» WORK ORDER: Find the string "utility" in the records. Copy each line that has it.

» PROVIDED RECORDS:
+-------+

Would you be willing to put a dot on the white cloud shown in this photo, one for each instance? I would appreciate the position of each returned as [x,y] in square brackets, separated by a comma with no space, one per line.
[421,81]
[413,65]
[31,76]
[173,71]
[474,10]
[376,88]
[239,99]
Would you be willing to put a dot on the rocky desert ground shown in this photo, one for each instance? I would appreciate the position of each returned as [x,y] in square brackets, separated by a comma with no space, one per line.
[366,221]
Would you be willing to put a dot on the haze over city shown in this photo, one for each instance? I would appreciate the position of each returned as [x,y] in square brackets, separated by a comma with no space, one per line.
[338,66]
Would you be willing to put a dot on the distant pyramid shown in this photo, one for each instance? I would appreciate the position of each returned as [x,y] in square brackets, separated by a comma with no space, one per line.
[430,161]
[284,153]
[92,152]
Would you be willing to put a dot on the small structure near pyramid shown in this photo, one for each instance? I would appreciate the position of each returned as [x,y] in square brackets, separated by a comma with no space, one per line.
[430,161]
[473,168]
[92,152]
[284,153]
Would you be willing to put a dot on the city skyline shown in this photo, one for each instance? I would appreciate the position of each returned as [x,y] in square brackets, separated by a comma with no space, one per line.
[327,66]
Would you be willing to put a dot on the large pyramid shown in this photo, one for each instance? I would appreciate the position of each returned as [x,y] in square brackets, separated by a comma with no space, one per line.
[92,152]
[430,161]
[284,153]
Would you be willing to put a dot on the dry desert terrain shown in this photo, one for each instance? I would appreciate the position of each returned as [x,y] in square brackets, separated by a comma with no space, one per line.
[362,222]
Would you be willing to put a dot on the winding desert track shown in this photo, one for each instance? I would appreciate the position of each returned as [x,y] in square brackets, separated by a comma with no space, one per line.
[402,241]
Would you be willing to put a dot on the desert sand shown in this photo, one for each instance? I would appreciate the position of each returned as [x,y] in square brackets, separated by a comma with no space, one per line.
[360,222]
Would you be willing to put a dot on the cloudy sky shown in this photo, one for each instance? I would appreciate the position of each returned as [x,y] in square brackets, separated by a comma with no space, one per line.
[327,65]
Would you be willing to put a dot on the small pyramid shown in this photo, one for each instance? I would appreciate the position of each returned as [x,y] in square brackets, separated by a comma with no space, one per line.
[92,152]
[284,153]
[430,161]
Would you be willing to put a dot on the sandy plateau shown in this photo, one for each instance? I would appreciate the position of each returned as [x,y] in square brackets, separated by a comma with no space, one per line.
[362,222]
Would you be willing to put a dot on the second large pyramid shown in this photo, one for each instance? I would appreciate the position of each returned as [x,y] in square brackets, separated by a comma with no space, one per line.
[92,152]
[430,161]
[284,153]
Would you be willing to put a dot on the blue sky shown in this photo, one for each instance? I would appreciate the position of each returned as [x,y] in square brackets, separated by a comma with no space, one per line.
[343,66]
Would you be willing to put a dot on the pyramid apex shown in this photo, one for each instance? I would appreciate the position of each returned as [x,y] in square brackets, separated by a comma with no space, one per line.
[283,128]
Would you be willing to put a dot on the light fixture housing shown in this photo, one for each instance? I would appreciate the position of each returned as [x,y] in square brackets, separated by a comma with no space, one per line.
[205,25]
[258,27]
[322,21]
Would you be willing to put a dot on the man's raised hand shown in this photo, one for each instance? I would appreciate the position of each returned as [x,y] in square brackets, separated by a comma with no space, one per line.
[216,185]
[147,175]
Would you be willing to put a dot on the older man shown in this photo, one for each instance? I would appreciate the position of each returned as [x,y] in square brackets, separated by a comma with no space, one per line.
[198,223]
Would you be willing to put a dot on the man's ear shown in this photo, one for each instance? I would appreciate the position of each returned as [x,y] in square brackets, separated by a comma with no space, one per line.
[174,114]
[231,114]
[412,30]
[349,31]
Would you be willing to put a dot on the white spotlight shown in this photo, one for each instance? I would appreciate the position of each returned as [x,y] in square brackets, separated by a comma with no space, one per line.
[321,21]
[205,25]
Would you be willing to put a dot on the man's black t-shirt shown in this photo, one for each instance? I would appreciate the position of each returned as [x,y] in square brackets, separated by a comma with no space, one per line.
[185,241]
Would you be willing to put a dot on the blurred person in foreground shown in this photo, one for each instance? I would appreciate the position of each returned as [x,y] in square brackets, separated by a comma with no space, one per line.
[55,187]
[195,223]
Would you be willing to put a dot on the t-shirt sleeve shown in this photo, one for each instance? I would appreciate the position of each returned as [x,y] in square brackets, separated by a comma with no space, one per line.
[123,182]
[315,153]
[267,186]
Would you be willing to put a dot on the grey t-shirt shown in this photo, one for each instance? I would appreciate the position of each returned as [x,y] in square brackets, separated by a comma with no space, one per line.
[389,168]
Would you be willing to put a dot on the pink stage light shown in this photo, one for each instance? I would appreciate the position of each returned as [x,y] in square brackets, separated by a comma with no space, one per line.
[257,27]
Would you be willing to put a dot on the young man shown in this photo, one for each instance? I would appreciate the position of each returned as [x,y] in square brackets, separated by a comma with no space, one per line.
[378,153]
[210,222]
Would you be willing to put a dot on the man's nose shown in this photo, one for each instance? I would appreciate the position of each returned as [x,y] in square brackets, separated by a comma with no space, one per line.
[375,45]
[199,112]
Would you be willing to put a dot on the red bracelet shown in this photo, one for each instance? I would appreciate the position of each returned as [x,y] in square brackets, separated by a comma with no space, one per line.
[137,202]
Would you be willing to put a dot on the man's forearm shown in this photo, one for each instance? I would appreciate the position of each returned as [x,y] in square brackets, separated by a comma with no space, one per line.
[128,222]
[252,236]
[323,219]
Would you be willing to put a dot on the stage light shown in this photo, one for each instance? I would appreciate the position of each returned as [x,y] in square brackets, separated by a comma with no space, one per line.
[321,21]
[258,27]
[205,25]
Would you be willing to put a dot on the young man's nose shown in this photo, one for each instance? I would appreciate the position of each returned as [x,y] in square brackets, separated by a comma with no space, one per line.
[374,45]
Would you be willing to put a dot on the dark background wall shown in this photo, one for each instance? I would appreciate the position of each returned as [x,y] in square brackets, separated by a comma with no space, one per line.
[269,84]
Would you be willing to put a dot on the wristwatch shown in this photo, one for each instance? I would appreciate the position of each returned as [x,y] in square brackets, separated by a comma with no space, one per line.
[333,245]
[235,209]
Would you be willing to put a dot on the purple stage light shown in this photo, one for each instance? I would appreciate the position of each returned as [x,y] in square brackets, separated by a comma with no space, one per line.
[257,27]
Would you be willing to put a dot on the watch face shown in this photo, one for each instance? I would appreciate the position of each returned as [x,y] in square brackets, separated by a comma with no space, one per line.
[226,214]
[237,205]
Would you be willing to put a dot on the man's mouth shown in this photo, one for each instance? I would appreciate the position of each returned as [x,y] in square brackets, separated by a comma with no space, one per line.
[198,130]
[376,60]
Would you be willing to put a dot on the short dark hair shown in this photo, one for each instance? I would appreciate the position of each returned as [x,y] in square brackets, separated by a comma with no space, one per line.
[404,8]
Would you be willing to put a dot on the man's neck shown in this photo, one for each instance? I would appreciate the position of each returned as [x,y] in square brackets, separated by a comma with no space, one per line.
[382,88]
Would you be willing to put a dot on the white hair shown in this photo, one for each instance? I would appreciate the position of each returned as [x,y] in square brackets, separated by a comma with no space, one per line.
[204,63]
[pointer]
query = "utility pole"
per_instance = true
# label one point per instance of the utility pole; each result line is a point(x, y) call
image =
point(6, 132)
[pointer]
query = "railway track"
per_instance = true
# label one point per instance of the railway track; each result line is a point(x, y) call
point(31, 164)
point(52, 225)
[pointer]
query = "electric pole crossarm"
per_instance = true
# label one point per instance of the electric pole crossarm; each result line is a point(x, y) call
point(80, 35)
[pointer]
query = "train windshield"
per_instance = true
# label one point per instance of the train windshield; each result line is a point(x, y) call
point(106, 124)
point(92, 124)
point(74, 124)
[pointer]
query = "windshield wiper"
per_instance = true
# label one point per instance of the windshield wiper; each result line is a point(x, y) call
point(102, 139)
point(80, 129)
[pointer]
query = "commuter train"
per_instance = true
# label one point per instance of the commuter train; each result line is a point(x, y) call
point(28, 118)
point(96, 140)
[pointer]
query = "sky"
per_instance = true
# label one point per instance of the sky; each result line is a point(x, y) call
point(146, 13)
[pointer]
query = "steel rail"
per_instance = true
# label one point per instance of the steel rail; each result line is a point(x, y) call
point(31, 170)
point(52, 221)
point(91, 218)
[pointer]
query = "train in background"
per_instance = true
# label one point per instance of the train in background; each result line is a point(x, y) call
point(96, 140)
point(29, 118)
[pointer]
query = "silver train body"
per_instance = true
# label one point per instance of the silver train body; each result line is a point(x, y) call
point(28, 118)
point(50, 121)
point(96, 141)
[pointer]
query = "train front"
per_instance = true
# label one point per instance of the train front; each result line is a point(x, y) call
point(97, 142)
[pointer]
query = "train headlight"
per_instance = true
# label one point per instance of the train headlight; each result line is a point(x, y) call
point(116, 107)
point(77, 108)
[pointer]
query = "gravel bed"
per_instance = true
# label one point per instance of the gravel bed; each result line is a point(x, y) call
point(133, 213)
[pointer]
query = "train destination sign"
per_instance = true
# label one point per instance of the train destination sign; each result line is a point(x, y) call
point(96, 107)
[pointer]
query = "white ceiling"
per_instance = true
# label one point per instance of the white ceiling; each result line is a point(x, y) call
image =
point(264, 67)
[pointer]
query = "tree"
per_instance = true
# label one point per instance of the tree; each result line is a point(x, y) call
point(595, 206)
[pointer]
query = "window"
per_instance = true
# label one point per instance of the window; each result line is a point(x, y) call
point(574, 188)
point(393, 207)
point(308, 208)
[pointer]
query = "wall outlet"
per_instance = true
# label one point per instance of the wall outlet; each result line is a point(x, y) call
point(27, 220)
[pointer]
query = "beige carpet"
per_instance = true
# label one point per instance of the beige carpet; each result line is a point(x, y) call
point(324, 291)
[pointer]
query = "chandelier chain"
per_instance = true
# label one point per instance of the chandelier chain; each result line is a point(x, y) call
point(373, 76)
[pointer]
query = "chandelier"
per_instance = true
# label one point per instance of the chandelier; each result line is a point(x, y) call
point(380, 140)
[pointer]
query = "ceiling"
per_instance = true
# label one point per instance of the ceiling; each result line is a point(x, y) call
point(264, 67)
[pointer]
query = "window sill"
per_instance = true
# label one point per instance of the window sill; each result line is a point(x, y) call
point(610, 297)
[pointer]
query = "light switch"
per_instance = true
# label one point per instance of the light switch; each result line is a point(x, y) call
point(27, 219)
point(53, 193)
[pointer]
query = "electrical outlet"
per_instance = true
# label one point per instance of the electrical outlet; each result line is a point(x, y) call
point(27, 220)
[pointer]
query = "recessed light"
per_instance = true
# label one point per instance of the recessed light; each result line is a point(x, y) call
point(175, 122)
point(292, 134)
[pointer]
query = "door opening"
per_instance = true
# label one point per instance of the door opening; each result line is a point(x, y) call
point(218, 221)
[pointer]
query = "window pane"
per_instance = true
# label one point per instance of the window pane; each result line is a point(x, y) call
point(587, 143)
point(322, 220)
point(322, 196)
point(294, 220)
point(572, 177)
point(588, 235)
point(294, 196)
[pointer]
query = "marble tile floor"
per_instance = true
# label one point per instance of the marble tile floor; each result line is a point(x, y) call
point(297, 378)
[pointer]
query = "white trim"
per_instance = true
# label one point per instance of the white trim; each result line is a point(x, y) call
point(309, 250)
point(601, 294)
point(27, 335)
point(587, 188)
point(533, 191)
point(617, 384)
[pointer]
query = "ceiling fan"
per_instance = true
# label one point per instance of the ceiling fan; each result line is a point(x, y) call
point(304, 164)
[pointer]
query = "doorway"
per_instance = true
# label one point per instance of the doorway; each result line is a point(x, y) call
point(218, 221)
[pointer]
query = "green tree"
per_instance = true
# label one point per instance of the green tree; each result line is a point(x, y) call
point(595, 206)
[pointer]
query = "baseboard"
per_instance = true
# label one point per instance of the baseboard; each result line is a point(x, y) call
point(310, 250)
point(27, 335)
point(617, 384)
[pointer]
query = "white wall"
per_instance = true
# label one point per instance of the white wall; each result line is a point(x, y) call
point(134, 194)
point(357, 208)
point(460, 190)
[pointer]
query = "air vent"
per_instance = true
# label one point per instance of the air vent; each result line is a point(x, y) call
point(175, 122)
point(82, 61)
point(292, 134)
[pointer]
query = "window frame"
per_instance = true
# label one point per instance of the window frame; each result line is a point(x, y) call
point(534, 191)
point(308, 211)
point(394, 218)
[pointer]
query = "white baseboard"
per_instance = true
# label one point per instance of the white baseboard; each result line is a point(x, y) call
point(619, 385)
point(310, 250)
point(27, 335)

+-------+

» EXPECTED ANSWER:
query = "utility pole"
# label one point per instance of the utility pole; each result line is a point(x, y) call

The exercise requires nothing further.